» **What the exercise asks**: Continue the Afghanistan speech excerpt below from the point where it stops.

» **Text extract**:
+ + + + +

At the time, there was a small but vocal minority, both in America and abroad, who said it couldn’t be done. Our forces, they warned, were no match for the tenacity of terrorists, for Afghanistan’s treacherous terrain, for a hardened regime that knew what it meant to fight to the last man. America, they predicted, would lose in Afghanistan just as badly as the Soviet Union had before it.

Well, America proved its critics wrong. Unlike the old Soviet Union, our mission in Afghanistan was about promoting freedom, not crushing it. And freedom won.

I am proud to serve as the Commander-in-Chief of the thousands of American men and women who risked, and in some cases lost, their very lives to free Afghanistan. Their heroism inspired our nation, and it has changed the face of the world.

The Taliban—that repressive regime that our critics called invincible, has been toppled. Its leaders are either dead or in hiding, cowering in fear from the very people they had brutally oppressed only months before. Men have shaved their beards; women have shed their burqas; boys are playing soccer and girls are going to school for the first time in their lives.

+ + + + +

» **Data excerpt**:
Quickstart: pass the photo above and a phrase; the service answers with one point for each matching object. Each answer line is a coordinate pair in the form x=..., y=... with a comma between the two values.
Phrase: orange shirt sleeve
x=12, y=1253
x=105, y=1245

+ + + + +

» **Exercise output**:
More importantly, al Qaeda is now an organization without a safe home. Its surviving members are scattered, disorganized, and fearful that the cruel fate they had planned for the world’s freedom-loving people will instead be their own. They no longer have a place to freely train and conduct their grisly experiments with some of the most lethal weapons imaginable.

We have frozen their assets, unraveled many of their plans, and discovered invaluable information about their organization and their designs. And, yes, we have crushed their spirit.

Osama bin Laden, who laughed and boasted of his strength only months ago, has gotten a taste of what true strength really is: The strength of a nation committed to freedom, undeterred in its self-defense.

The effort to finish off al Qaeda continues, but as I said last September, this war will not end there. Our struggle is against all those who refuse to honor the rule of law, who distort their faith and manipulate their people in the service of evil. It is a struggle against all those who plot, day and night, to attack and kill more innocents by any means possible.

And now that struggle has moved into Iraq, a country of good, peaceful people, trapped under the tyranny of Saddam Hussein’s evil and brutal regime.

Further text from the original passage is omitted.